▶ Written task
Can you copy the lines below word for word, omitting the pictures from your answer?

Excerpts from a pointing dataset

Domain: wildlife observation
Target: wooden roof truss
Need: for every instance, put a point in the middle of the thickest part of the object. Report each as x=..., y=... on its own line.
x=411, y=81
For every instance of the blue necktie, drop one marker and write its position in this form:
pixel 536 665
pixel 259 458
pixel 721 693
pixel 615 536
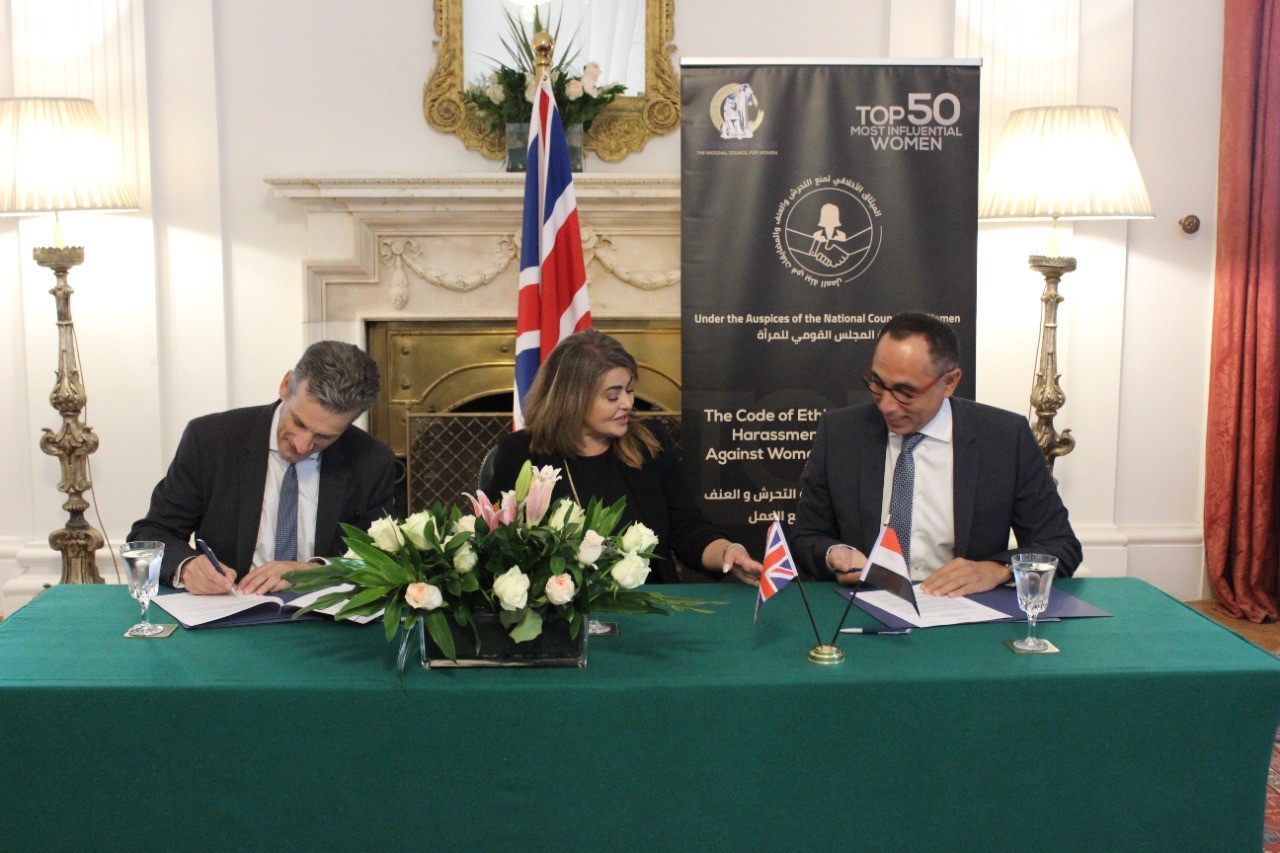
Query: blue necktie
pixel 904 492
pixel 287 518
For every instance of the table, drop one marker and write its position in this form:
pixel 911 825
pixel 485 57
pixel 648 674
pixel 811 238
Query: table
pixel 1151 729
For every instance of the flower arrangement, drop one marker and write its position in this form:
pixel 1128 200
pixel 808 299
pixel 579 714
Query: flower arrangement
pixel 506 95
pixel 520 559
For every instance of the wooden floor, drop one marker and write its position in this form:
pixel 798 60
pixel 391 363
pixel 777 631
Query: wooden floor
pixel 1266 635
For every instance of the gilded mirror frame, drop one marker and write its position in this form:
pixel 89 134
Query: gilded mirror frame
pixel 625 126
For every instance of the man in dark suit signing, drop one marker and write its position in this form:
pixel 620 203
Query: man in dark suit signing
pixel 959 475
pixel 266 487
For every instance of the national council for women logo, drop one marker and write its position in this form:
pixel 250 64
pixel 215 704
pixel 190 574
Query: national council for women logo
pixel 736 112
pixel 826 231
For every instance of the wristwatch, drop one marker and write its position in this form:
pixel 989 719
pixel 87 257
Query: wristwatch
pixel 177 574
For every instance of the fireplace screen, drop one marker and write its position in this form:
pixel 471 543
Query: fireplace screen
pixel 447 384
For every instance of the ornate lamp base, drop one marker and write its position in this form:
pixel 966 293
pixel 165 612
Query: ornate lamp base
pixel 78 542
pixel 1047 396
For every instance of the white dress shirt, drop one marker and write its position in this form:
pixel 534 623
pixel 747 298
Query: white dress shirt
pixel 309 498
pixel 932 506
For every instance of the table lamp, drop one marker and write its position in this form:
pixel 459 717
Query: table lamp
pixel 55 155
pixel 1060 163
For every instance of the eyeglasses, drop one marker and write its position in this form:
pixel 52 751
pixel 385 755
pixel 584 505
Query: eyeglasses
pixel 901 393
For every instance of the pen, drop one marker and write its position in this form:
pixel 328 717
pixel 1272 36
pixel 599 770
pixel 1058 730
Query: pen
pixel 209 555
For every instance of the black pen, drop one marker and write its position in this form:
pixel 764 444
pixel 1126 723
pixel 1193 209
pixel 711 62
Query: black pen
pixel 210 557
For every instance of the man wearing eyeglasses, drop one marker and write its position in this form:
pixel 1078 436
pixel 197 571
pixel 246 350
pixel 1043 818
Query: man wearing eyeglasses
pixel 972 474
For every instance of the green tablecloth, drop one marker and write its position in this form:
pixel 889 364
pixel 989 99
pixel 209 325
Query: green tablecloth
pixel 1151 730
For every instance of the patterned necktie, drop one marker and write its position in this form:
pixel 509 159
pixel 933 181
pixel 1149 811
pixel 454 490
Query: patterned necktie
pixel 904 492
pixel 287 518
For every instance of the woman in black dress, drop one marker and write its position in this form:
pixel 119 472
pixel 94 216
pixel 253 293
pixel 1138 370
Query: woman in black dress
pixel 577 418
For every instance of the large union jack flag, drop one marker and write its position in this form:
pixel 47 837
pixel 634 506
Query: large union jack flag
pixel 552 301
pixel 780 569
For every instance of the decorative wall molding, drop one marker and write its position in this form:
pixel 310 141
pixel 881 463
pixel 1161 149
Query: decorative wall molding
pixel 448 246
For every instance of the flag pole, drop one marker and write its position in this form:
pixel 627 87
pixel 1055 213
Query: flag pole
pixel 856 584
pixel 848 607
pixel 821 653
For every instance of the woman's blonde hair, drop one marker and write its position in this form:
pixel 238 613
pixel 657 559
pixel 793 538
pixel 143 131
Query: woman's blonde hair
pixel 563 389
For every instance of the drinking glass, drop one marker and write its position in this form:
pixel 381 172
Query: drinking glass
pixel 142 569
pixel 1033 573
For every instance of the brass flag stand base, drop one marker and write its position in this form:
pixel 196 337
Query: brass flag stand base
pixel 826 655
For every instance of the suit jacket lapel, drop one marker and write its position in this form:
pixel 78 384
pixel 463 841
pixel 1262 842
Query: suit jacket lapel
pixel 873 478
pixel 252 482
pixel 333 487
pixel 965 463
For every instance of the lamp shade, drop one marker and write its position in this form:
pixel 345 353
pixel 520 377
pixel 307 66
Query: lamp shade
pixel 1064 163
pixel 55 155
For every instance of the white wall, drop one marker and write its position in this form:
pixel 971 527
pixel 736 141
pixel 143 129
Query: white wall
pixel 204 310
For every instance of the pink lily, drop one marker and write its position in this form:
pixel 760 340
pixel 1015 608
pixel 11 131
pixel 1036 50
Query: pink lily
pixel 507 509
pixel 483 509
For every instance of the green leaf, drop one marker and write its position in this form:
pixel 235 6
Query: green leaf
pixel 371 596
pixel 391 619
pixel 320 603
pixel 522 480
pixel 529 628
pixel 439 629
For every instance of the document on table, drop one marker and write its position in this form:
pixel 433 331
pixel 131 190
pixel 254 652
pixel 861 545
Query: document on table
pixel 935 610
pixel 228 610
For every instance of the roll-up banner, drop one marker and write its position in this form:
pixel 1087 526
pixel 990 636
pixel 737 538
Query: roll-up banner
pixel 818 201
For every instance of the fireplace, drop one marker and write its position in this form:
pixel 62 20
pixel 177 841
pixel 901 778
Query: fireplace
pixel 447 393
pixel 423 272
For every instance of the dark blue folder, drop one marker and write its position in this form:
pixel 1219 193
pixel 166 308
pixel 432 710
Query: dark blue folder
pixel 1004 598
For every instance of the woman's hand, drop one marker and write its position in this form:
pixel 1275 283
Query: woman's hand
pixel 731 556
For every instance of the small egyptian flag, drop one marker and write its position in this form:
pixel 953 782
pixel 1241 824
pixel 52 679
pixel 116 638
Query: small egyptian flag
pixel 886 568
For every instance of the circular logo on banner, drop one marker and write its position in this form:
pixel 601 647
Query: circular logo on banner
pixel 732 109
pixel 827 231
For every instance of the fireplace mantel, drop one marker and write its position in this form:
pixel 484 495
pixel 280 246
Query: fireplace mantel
pixel 447 246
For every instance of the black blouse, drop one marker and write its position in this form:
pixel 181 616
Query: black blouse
pixel 657 493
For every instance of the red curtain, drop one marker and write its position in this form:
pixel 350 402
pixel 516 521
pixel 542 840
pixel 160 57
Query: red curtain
pixel 1240 483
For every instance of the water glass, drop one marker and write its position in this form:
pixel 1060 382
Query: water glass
pixel 1033 574
pixel 142 570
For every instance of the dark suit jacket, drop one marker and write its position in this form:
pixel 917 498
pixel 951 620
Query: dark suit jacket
pixel 214 489
pixel 658 497
pixel 1000 483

▶ Correct response
Domain: wildlife observation
Target: wooden roof truss
Need: for every instance, put a point in the middle of the thickest part of the object. Report each as x=..., y=... on its own line.
x=411, y=81
For every instance of the blue necktie, drop one marker and write its position in this form:
pixel 536 665
pixel 259 458
pixel 721 693
pixel 615 536
Query: blue necktie
pixel 904 492
pixel 287 518
For every instance of the table, drop one marker and write its position in this form:
pixel 911 825
pixel 485 57
pixel 648 674
pixel 811 238
Query: table
pixel 1151 729
For every instance of the flower arrangement, drop one marker and write its position in this form:
pixel 1128 200
pixel 808 299
pixel 579 714
Query: flower arrangement
pixel 506 95
pixel 520 559
For every instance of the wooden floor, drop one marker and write its position in this form:
pixel 798 60
pixel 391 363
pixel 777 631
Query: wooden floor
pixel 1266 635
For every instance of the gilded mirror frame, drop one marker and write its position in this form:
pixel 89 134
Query: gilded mirror frame
pixel 625 126
For every instance of the man in dark suit signing, drop one marker and write its position in this form:
pixel 620 203
Query: man in dark suit signing
pixel 959 475
pixel 266 487
For every instance of the national council for women logo, drop one marker and write its position in this form:
pixel 250 64
pixel 215 704
pixel 190 574
Query: national council for women logo
pixel 736 112
pixel 826 231
For every instance of the wristwatch, drop one marker and write its position in this form:
pixel 989 719
pixel 87 257
Query: wristwatch
pixel 177 574
For every instance of the fireplace screen, drop one marker and write its position in this form:
pixel 471 543
Query: fireplace screen
pixel 447 384
For every instance of the ornate lamp base, drop one marker and write its position in this form:
pixel 966 293
pixel 165 612
Query: ornate lamp base
pixel 78 542
pixel 1047 396
For every instance of the white dress shirt, drop one marker and write its position in this form:
pixel 534 623
pixel 747 298
Query: white dress shirt
pixel 309 498
pixel 932 506
For every instance of the table lamp, drop one marker and write its position in this form:
pixel 459 717
Query: table lamp
pixel 55 155
pixel 1060 163
For every instance of the eyeglasses, drop one marker and write its position in this form:
pixel 52 751
pixel 385 755
pixel 584 505
Query: eyeglasses
pixel 901 393
For every instance of the pen, drop one marker and write its position in this form:
pixel 328 717
pixel 1272 36
pixel 599 770
pixel 1058 730
Query: pen
pixel 209 555
For every instance of the black pen, drop one marker and write its position in this form:
pixel 764 444
pixel 1126 723
pixel 1193 209
pixel 711 62
Query: black pen
pixel 210 557
For every instance of the man wearing eyeglasses, drop one marker and write its position in this form:
pixel 1078 436
pixel 197 571
pixel 246 350
pixel 1043 818
Query: man wearing eyeglasses
pixel 972 474
For every instance of the green tablecloth, drop one marker and write its position in this form:
pixel 889 364
pixel 989 99
pixel 209 325
Query: green tablecloth
pixel 1151 730
For every instance of the patterned necktie, drop one marker and write its position in this form:
pixel 509 159
pixel 933 181
pixel 1149 811
pixel 454 490
Query: patterned necktie
pixel 904 492
pixel 287 518
For every instance of the woman in black dress, drop one marker and write its position in this form:
pixel 119 472
pixel 94 216
pixel 253 293
pixel 1138 370
Query: woman in black dress
pixel 577 418
For every instance of the large union jack flag, drop one marker and write its position in this form:
pixel 47 837
pixel 634 506
Query: large union jack flag
pixel 552 301
pixel 780 569
For every instance of the decorative wall molding, drop one marker and write its position in this form:
pixel 310 141
pixel 881 463
pixel 1161 149
Query: decorative wall molding
pixel 448 246
For every instance of the flag pole, drop one marker and write its position in this form:
pixel 627 87
pixel 1055 213
Query: flag pole
pixel 856 584
pixel 848 607
pixel 821 653
For every instance of the woman's blonde hair, drop one marker and write its position in this form:
pixel 238 613
pixel 657 559
pixel 793 538
pixel 143 131
Query: woman's blonde hair
pixel 563 389
For every instance of the drinking glass, drop one marker and write its position in this form:
pixel 381 172
Query: drinking glass
pixel 142 569
pixel 1033 573
For every instance of the brass flag stand base, drop one marker and write its position in this form:
pixel 196 337
Query: brass flag stand base
pixel 826 655
For every instance of the suit jacket lapel, drop one marker and write its position in this form:
pixel 78 384
pixel 463 841
pixel 1262 842
Query: suit jacket lapel
pixel 873 478
pixel 252 482
pixel 333 487
pixel 965 463
For every instance of the lamp shade, drop one marker and write its position in this form:
pixel 345 353
pixel 520 377
pixel 307 66
Query: lamp shade
pixel 1064 163
pixel 55 155
For every instance of the white wall, drop one marker and write its position in this form:
pixel 971 527
pixel 736 141
pixel 143 129
Query: white wall
pixel 204 310
For every instance of the pink lily, drop one marker and write its position in this form:
pixel 760 340
pixel 1015 608
pixel 11 131
pixel 1036 50
Query: pink lily
pixel 507 509
pixel 483 509
For every instance of the green leaf, drop one marker and write its position in this form:
pixel 235 6
Query: green leaf
pixel 371 596
pixel 391 619
pixel 320 603
pixel 522 480
pixel 529 628
pixel 439 629
For every instance of the document on table, drop one marker and write its position in this form:
pixel 433 331
pixel 131 190
pixel 254 652
pixel 861 545
Query: document on table
pixel 935 610
pixel 228 610
For every instance of the roll-up banner, drop one marker and write its position in this form:
pixel 1087 526
pixel 990 636
pixel 737 538
Query: roll-up banner
pixel 818 201
For every instance of the fireplace, drop one marker and write its position in this form:
pixel 62 20
pixel 177 841
pixel 901 778
Query: fireplace
pixel 447 393
pixel 423 272
For every instance of the dark blue folder, drop one marker and write its position in this form:
pixel 1219 193
pixel 166 308
pixel 432 710
Query: dark blue folder
pixel 1004 598
For every instance of the woman's hand, drop one marker and write its position in this form:
pixel 1275 283
Query: woman's hand
pixel 731 556
For every instance of the small egyptian flag, drop one marker and write its position in this form:
pixel 953 782
pixel 1241 824
pixel 52 679
pixel 116 638
Query: small egyptian flag
pixel 886 568
For every instance of the circular logo on banner, drop one marker and write its position in this form:
pixel 601 647
Query: circular logo on banner
pixel 732 109
pixel 827 231
For every instance of the fireplace mantel, drop one marker and write its position in this form:
pixel 484 495
pixel 280 246
Query: fireplace mantel
pixel 447 246
For every instance of the black blouse, drop one marker and write its position in this form:
pixel 181 616
Query: black blouse
pixel 657 493
For every instance of the red curtain, drop one marker and write its position in this form:
pixel 350 402
pixel 516 521
pixel 542 840
pixel 160 57
Query: red curtain
pixel 1240 483
For every instance of the water glass, drop one marker and write its position in this form:
pixel 1060 382
Query: water glass
pixel 1033 574
pixel 142 570
For every instance of the dark suit jacket, drop one marker and write its position in this form:
pixel 917 498
pixel 951 620
Query: dark suit jacket
pixel 214 489
pixel 658 497
pixel 1000 483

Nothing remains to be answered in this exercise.